START Source data
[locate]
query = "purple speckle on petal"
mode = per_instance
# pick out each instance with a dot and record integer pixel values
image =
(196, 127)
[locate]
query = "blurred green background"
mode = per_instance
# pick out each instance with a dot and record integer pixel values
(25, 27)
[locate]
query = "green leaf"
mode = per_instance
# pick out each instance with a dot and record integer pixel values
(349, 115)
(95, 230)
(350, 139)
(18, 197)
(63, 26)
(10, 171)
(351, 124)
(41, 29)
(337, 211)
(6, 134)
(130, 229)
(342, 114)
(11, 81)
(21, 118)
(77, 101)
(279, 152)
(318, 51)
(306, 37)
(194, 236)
END Source data
▸ **Directions**
Only a number is expected here: the tally of lines above that contain "green". Please write nothing more.

▸ **Your solution**
2